> [本文]:
————

住職のブログ
土葬墓地問題 (住職のブログ)
2025/02/27 (木)
2月20日、宮城県議会において、イスラム教徒の土葬墓地問題が議論された。佐々木県議は県民の「土葬になじみがない」現状に鑑み、土葬墓地の県内整備に疑問を呈した。それに対し、村井知事は「それぞれの人が望む弔い方に対応する必要がある」と前向きな答弁を行い、他県の事例調査を行っていることを明かした。この議論の伏線は、河北新報2月6日付の記事「増えるムスリム望む土葬」が掲載され、全国の地図上に10ヵ所の土葬墓地が表示されていた、しかし、東北には1ヶ所もない。この現状を見ると、土葬墓地問題を議論するだけではなく、将来どこに設置するのか、早急に具体案を示すことが求められる。

————

> [表示データ]:
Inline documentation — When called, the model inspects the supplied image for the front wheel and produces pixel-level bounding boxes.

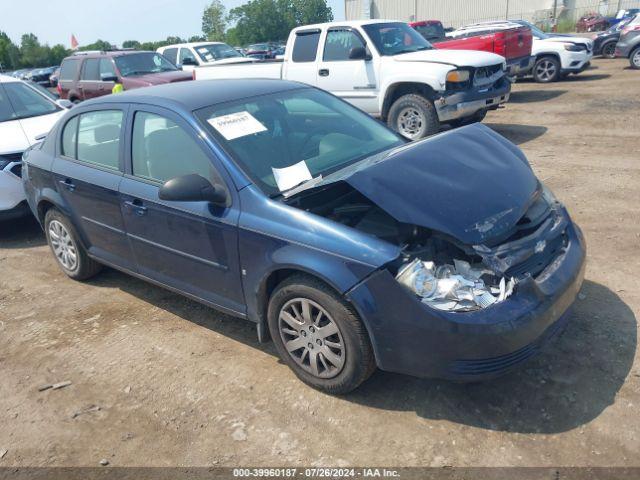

————

> [課題]: 本文によると、河北新報2月6日付の記事の地図には、全国で何ヵ所の土葬墓地が示されていましたか。

> [回答]: 10ヵ所です。